* [EXERCISE GOAL]: Present each line of the data below as a numbered list, leaving out any blank lines.

* [LISTING]:

+ + +

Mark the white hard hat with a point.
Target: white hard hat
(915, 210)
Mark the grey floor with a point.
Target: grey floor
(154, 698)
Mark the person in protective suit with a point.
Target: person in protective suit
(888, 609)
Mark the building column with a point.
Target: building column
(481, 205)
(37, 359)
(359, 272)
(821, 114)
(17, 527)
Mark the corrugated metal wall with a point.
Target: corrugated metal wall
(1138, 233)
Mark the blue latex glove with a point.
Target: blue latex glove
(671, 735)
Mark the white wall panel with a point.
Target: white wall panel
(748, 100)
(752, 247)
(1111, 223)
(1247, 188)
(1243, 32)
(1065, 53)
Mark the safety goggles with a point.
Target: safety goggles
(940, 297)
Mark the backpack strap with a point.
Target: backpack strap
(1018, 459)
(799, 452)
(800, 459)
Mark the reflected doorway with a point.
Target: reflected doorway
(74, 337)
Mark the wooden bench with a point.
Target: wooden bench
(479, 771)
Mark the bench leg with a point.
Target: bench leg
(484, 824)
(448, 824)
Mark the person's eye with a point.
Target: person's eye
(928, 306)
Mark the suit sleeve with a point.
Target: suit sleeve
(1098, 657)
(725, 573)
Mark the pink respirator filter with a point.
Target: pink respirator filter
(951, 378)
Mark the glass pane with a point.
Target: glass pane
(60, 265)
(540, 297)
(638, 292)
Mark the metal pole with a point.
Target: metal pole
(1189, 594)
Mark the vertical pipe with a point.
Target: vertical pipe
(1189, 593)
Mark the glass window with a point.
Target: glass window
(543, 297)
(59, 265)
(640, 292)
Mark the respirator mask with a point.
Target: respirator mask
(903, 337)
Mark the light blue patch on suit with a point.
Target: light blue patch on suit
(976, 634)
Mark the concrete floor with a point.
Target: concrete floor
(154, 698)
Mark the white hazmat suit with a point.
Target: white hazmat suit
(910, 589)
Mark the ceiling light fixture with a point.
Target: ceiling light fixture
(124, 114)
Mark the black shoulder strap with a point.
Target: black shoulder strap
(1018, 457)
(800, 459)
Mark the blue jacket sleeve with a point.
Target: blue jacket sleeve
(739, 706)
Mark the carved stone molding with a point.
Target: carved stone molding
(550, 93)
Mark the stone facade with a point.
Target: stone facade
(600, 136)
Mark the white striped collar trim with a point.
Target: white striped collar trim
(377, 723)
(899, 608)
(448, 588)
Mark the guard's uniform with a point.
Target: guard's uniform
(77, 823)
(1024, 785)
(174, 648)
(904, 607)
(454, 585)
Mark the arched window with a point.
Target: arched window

+ + +

* [RESULT FOR THIS TASK]:
1. Mark the white hard hat with a point.
2. Target: white hard hat
3. (915, 210)
4. Mark the grey floor with a point.
5. Target: grey floor
6. (154, 698)
7. Mark the person in protective suit with a point.
8. Target: person in protective suit
9. (888, 609)
10. Mark the building column with a point.
11. Target: building column
12. (481, 205)
13. (37, 359)
14. (359, 272)
15. (821, 114)
16. (17, 527)
17. Mark the corrugated metal wall with a point.
18. Target: corrugated metal wall
19. (1138, 233)
20. Mark the blue latex glove with a point.
21. Target: blue latex glove
22. (671, 735)
23. Mark the white wall panel with a point.
24. Target: white wall panel
25. (748, 100)
26. (752, 247)
27. (1111, 223)
28. (1247, 188)
29. (1243, 32)
30. (1065, 53)
31. Mark the safety goggles with a point.
32. Target: safety goggles
33. (940, 297)
34. Mark the backpack strap with a point.
35. Target: backpack strap
36. (1018, 459)
37. (799, 452)
38. (800, 459)
39. Mark the reflected doorway with a point.
40. Target: reflected doorway
41. (74, 337)
42. Mark the wooden bench with a point.
43. Target: wooden bench
44. (479, 771)
45. Mark the bench leg with a point.
46. Target: bench leg
47. (484, 824)
48. (448, 824)
49. Mark the person's eye with a point.
50. Target: person's eye
51. (928, 306)
52. Mark the suit sleeve with a point.
53. Target: suit sleeve
54. (1098, 657)
55. (725, 573)
56. Mark the pink respirator filter with a point.
57. Target: pink respirator filter
58. (951, 378)
59. Mark the glass pane with a point.
60. Target: glass pane
61. (60, 265)
62. (540, 297)
63. (638, 292)
64. Mark the metal pole with a point.
65. Target: metal pole
66. (1189, 594)
67. Mark the vertical pipe with a point.
68. Target: vertical pipe
69. (1189, 593)
70. Mark the glass window with a point.
71. Target: glass window
72. (543, 297)
73. (59, 265)
74. (640, 292)
75. Mark the respirator mask with a point.
76. Target: respirator mask
77. (903, 337)
78. Mark the light blue patch on suit with a point.
79. Target: light blue patch on suit
80. (976, 634)
81. Mark the concrete floor with a point.
82. Target: concrete floor
83. (154, 698)
84. Mark the white hazmat suit with a point.
85. Target: white hazmat suit
86. (910, 589)
87. Mark the ceiling light fixture with a point.
88. Target: ceiling light fixture
89. (124, 114)
90. Mark the black shoulder strap with a point.
91. Target: black shoulder strap
92. (1018, 457)
93. (800, 459)
94. Mark the blue jacket sleeve with a point.
95. Target: blue jacket sleeve
96. (739, 706)
97. Mark the carved stone molding with a point.
98. Target: carved stone molding
99. (550, 93)
100. Mark the stone facade with a point.
101. Target: stone facade
102. (600, 136)
103. Mark the white striped collar trim with a point.
104. Target: white striped collar trim
105. (377, 723)
106. (899, 608)
107. (448, 588)
108. Mark the guard's uniform with a point.
109. Target: guard's uniform
110. (77, 823)
111. (1024, 785)
112. (174, 648)
113. (904, 607)
114. (454, 585)
115. Mark the arched window with a point.
116. Target: arched window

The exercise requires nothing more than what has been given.